**WHAT TO DO:**
1 > In the article about the dogs rescued in George Town, which disease caused the deaths of three of the dogs?
2 > Write the next part of the article about the dogs rescued in George Town, starting after its final sentence.

Sunday 15 September, 2019

Heartbreak as 3 of the rescued George Town dogs die

Three of the 53 small dogs rescued from squalid conditions at a house in the Prospect Area of George Town have died from Parvovirus.

The sad news came as the Department of Agriculture gave an update on its ongoing efforts to care for and address the medical conditions of the dogs rescued last week.

A team of vets from the three longest established practices in Cayman, the Cayman Animal Hospital, Island Veterinary services and The Vet Clinic, were invited by the DoA on May 14 to consult with its own veterinary staff on the care of these animals.

Their initial assessment diagnosed the presence of Parvovirus among the animals that were taken. The first case of Parvovirus was confirmed last Thursday evening and immediate measures were put in place to address the disease, including separating animals based on their at-risk factors and introducing rigorous sanitation protocols.

But sadly, the intervention wasn't enough to save three of the dogs. The veterinary team reviewed and concurred with the protocols implemented, and agreed that given the contagious nature of Parvovirus, it's in the best interest of the general canine population of the Cayman Islands that the DOA shelter should continue to be quarantined with no dogs going in or out until the threat from the Parvovirus is resolved. 

“The DOA is grateful to the local private veterinarians, Drs. Benjamin, Dr. Bush and Dr. Watler, for meeting with us to determine the best course of action for the dogs,” said DoA Assistant Director, Brian Crichlow. “These veterinarians brought a wealth of knowledge and years of experience in small animal veterinary care in the Cayman Islands to our discussion, helping to ensure that the dogs in the Department’s care are receiving the best possible veterinary care under challenging circumstances.” 

Additionally, the vets discussed and agreed on the appropriate course of action for addressing the general health and medical needs of the dogs as well as the specific needs of those dogs with more serious and chronic medical challenges.

Care of these animals will have to follow a gradual approach to address the various medical issues the dogs have, as the poor state of their general health rules out more aggressive medical treatment. On a positive note, the vets who have been attending to these animals from the beginning report significant improvement in the overall health and condition of the dogs since arriving to the shelter.

The DOA has been receiving numerous requests and offers to adopt these dogs. Although the ultimate goal remains to find forever homes for them, adoptions can't be initiated until the Parvovirus outbreak has been successfully resolved and the quarantine is lifted.

This could take several weeks.

Eventual decisions about adoption will depend on the overall health of the dogs and when they can undergo spaying and neutering, which is required prior to any final adoptions. The DOA will continue to work closely with the private veterinary clinics as it moves through this process.

**DATA SHOWN:**
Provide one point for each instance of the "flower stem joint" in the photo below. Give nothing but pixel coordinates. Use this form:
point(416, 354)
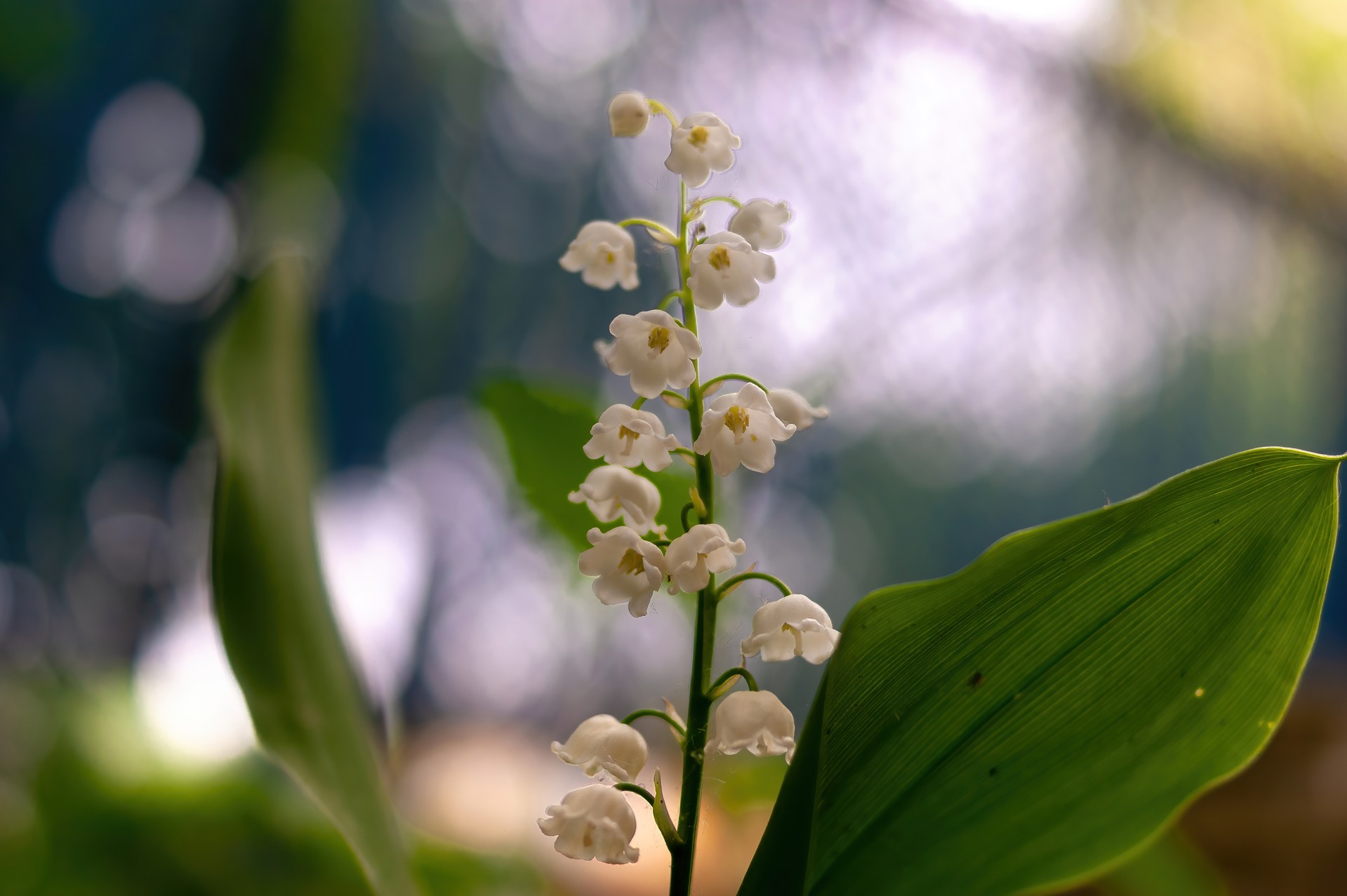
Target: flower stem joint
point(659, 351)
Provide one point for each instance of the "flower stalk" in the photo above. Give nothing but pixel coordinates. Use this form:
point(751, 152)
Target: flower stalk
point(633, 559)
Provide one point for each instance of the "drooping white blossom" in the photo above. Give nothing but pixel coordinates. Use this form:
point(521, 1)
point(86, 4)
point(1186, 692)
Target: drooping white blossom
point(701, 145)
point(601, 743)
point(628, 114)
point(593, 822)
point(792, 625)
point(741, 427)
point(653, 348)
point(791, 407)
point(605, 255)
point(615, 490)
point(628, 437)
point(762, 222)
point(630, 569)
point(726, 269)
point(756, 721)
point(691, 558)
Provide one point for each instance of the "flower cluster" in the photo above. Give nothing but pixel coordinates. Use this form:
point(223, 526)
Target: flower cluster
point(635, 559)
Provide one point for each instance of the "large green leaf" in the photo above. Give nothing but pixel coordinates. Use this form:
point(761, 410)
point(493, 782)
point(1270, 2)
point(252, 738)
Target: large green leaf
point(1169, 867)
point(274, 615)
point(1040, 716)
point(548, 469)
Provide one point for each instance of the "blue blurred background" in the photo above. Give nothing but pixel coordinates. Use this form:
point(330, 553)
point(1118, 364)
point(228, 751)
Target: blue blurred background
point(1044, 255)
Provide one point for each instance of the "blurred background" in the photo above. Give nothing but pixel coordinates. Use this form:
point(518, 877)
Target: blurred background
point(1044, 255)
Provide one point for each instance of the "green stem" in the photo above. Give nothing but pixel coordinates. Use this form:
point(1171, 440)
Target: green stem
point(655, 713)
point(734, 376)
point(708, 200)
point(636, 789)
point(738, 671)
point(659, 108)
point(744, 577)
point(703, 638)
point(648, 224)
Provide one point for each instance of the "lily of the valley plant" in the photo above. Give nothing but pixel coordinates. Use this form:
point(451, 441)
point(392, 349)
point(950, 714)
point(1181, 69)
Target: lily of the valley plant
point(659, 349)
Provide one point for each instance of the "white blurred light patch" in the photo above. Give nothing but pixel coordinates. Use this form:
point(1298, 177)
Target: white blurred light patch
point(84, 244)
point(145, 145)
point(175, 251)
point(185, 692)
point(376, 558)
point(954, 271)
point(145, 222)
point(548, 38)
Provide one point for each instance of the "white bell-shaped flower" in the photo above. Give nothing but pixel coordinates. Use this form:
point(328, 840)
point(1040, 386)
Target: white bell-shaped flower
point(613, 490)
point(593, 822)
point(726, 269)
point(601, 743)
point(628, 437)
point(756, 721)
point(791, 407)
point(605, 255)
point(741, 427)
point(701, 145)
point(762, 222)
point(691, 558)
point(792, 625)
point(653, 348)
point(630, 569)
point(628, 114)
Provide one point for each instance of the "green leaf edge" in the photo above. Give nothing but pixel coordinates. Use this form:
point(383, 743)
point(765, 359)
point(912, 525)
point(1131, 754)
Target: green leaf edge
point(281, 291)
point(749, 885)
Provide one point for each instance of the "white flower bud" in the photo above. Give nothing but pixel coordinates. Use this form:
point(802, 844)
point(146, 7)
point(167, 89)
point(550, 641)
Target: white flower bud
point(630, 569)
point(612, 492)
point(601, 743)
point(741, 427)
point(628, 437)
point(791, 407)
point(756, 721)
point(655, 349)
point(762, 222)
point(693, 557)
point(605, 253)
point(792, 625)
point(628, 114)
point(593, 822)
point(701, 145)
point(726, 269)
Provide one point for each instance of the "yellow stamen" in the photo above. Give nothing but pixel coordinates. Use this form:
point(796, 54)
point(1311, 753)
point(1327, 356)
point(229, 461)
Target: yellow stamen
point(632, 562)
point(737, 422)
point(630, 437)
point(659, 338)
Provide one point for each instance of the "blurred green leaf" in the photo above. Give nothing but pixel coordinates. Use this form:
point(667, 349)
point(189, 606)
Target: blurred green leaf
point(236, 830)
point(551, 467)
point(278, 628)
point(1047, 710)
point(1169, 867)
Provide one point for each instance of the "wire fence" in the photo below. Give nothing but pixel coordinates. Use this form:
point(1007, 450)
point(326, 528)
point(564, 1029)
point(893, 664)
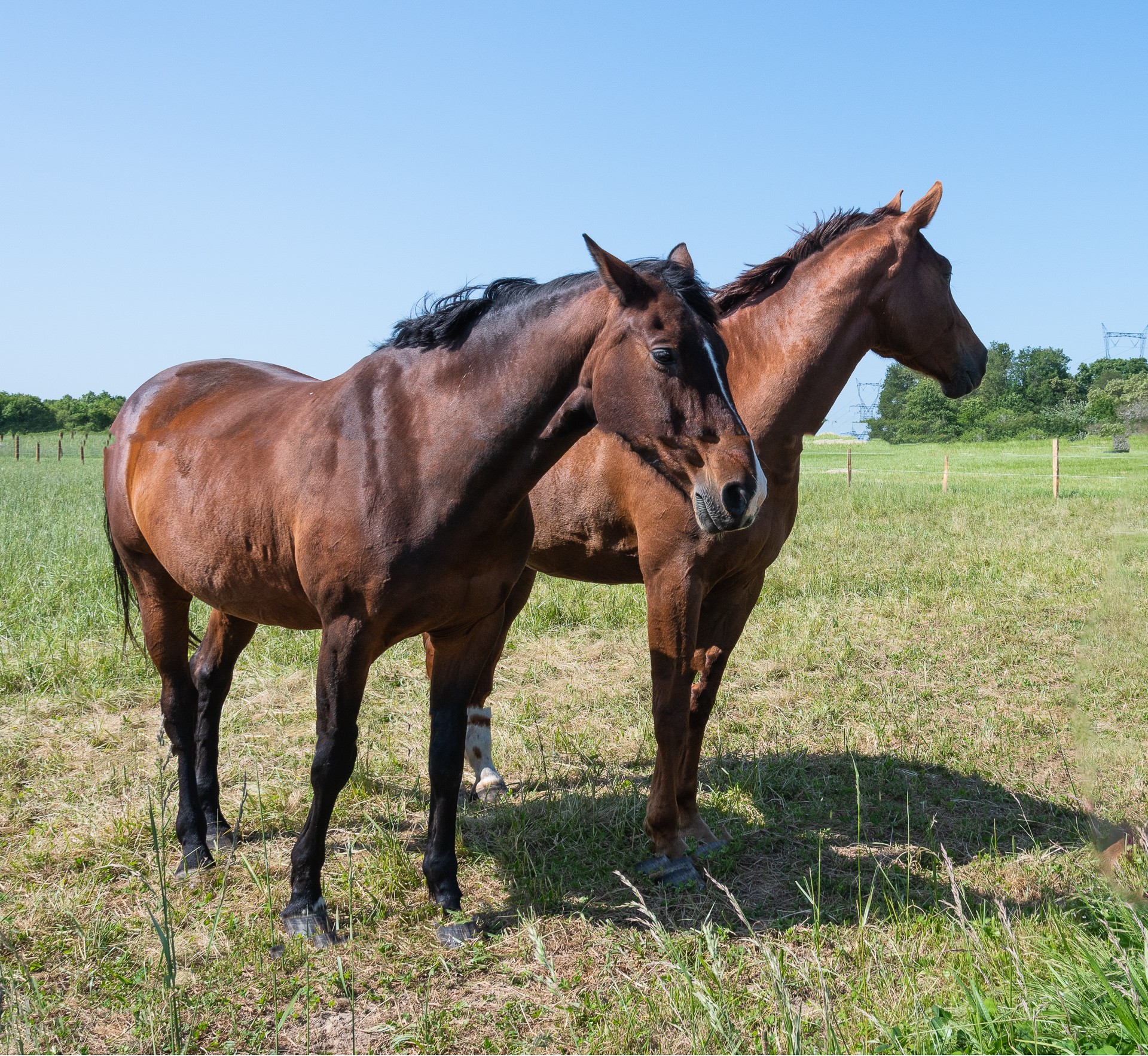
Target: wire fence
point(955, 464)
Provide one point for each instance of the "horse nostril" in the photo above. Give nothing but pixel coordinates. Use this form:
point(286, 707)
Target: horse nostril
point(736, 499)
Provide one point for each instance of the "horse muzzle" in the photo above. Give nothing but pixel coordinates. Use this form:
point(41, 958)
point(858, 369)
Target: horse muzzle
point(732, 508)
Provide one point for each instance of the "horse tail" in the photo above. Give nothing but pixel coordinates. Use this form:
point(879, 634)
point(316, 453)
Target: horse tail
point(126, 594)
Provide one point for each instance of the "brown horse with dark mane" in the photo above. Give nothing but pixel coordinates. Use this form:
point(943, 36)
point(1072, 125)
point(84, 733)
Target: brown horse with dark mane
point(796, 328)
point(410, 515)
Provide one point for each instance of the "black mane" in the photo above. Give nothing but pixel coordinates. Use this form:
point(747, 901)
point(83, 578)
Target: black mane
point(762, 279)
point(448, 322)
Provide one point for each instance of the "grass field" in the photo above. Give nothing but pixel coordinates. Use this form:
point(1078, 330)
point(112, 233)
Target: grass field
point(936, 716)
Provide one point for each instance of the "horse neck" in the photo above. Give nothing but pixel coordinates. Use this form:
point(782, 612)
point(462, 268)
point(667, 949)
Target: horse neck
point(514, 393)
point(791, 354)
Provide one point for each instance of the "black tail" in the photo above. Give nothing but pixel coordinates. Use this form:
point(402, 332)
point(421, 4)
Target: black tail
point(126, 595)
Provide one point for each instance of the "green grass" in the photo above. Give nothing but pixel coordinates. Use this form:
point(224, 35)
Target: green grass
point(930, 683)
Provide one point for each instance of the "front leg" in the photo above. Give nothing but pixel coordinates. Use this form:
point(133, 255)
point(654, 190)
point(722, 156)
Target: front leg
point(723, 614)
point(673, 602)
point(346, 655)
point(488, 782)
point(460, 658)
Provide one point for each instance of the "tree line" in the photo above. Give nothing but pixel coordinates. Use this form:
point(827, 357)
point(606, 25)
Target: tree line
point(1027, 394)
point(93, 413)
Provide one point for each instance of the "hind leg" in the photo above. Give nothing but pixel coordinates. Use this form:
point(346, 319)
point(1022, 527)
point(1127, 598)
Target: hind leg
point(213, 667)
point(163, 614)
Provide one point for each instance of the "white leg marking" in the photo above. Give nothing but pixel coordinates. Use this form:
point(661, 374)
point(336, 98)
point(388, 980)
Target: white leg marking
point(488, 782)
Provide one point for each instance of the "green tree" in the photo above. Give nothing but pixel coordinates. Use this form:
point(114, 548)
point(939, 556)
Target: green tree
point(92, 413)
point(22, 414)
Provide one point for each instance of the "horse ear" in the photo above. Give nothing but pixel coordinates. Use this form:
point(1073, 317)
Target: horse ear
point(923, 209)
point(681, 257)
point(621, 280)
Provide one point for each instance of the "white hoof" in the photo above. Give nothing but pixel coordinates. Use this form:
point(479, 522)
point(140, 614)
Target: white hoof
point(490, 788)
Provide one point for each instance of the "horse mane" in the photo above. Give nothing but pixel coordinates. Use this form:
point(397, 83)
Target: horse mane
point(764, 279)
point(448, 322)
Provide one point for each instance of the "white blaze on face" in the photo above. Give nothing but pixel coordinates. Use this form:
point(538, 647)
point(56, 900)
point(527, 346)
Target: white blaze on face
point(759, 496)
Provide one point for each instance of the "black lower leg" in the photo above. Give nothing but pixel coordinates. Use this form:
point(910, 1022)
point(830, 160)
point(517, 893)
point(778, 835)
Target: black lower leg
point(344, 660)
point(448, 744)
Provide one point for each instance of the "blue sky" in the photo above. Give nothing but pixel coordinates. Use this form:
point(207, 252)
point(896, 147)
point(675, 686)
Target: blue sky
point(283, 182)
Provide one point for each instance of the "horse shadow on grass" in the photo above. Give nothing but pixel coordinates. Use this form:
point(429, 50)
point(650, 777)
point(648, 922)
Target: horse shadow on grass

**ANSWERS PROVIDED:**
1 > Parvovirus

2 >
“The DOA is very appreciative of the assistance and support received from the private veterinary clinics, not only in terms of the time and advice given by the veterinarians, but also for the very kind donations of certain needed services, veterinary drugs and medical supplies,” said Mr Crichlow.

"The DOA’s veterinary services are targeted exclusively to large animal/livestock veterinary services, and as such we do not stock some of the particular drugs or supplies used primarily in small animal care. Their donations have been a big help.

“The improvement of these dogs to date is testimony to the hard work and dedication of the team at the DOA and the private vets who have been assisting us from the beginning. In particular I would like to acknowledge the efforts of DOA’s Veterinary Officer Dr Dorman, and Drs Alfred and Olivia Benjamin, the Senior Animal Welfare Officer and the Department’s two Animal Control Officers, who have all gone above and beyond to manage this situation."

Managing the health needs of this number of animals has demanded the full resources and time of the DoA’s team, especially during this initial quarantine phase. Accordingly, the DOA has had to close the Animal Rescue shelter and suspend normal operations, including the collection of strays and trapping of feral chickens.

The collection of strays can not resume until the quarantine on the shelter has been lifted and space is again available. The DOA is exploring alternatives for assisting the public with the control of feral chickens and will provide an update shortly. 

The Department appreciates the offers of assistance received by the various Animal Charities and the general public, and is actively looking at ways that these charities and the public may be able to assist with the care of these dogs. On the veterinarian’s advice and once the logistics have been worked out, the DOA will provide additional information on what and how help can be provided and accepted.